== TEXT ZUR PRÜFUNG ==
-*-

22.50 Franken | cultivino.ch

Schlossgut Bachtobel, Weinfelden

Thurgau AOC Müller-Thurgau MT 2023

92 Punkte | 2025 bis 2027

Auch im Heimatkanton von Hermann Müller beweist die Sorte, dass sie Topweine hervorbringen kann. Ohne Säureabbau vinifiziert, verführt dieser Cru mit reintöniger Zitrusfrucht, floralen Noten und einem zarten Touch von Traubenwürze. Im Gaumen lebhaft und saftig, mit einem animierenden Spiel zwischen Fruchtsüsse und Säure.

24 Franken | bachtobel.ch

 

Tom Litwan, Oberdorf

Aargau AOC Riesling × Silvaner Herznach Allmend 2023, Schweiz

92 Punkte | 2025 bis 2029

Tom Litwan bringt zwei Müller-Thurgau aus zwei verschiedenen Lagen hervor. Der etwas gehaltvollere Herznach Allmend stammt von älteren Reben. Litwan baut den Wein reduktiv aus, sodass er neben Noten von Kernobst, Blüten und Kräutern auch jenen Schiesspulver-Ton erkennen lässt, den die Burgund-Fans so lieben. Auch im Gaumen zeigt er sich gut gebaut, kernig und zupackend.

19.50 Franken | vinothek-brancaia.ch

 

Francisca und Christian Obrecht, Jenins

Riesling Sylvaner Schiefer 2024 Graubünden AOC, Schweiz

94 Punkte | 2025 bis 2030

Auf Schieferböden biodynamisch angebaut, und in einer über 150-jährigen Holzbütte spontan vergoren sowie in Tonkugeln gereift, entsteht ein kerniger und temperamentvoller Müller mit leichtem Orange-Touch. Aromen von Kernobst, Wiesenkräutern und einem Hauch von Rosenblättern. Im Gaumen beschwingt und überaus trinkig. Eine höchst eigenständige und mit jedem Jahrgang aufs Neue faszinierende Müller-Interpretation.

25 Franken | obrecht.ch

 

Tiefenbrunner, Entiklar

Vigna Feldmarschall von Fenner Müller-Thurgau 2021Südtirol DOC, Italien

96 Punkte | 2025 bis 2032

Dieser Müller schwebt seit Jahren hoch über dem Durchschnittsniveau dieser Sorte. Tausend Meter über Meer mit Erträgen von lediglich 3300 Kilo pro Hektar angebaut und zu gleichen Teilen im grossen Holzfass und in Betontanks ausgebaut, entsteht ein echter Grand Cru. Ein Hauch von Blüten und Pfirsich sowie mineralische Noten, die an nassen Stein erinnern. Im Gaumen feingliedrig und klar, mit saftig animierendem Schmelz.

-*-

== ANGEZEIGTE EINTRÄGE ==
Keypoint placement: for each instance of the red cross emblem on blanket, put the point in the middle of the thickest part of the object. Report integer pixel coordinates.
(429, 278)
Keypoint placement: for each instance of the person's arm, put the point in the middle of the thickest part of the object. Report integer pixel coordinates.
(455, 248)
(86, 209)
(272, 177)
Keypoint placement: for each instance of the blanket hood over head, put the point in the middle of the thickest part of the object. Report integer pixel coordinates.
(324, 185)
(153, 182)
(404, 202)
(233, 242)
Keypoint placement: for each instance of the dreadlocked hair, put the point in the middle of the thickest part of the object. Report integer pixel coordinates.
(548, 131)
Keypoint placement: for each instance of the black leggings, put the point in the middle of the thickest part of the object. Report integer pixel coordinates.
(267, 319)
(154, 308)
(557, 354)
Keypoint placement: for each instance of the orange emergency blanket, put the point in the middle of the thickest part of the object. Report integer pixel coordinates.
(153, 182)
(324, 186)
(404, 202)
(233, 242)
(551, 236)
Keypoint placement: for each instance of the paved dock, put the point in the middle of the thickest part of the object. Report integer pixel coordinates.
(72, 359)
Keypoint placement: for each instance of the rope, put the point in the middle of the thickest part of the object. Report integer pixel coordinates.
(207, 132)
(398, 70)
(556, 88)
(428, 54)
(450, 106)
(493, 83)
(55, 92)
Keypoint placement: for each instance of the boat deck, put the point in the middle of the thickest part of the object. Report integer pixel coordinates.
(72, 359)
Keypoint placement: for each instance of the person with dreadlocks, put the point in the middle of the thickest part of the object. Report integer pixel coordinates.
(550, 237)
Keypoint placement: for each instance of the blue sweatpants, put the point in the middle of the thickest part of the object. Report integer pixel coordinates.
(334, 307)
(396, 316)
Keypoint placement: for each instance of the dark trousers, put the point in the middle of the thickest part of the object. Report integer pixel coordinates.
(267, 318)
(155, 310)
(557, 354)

-*-

== AUFGABENZIEL ==
Auf welcher Höhe wird der Vigna Feldmarschall von Fenner laut den Weinbeschreibungen angebaut?

== SCHRIFTLICHE ANTWORT ==
Auf tausend Meter über Meer.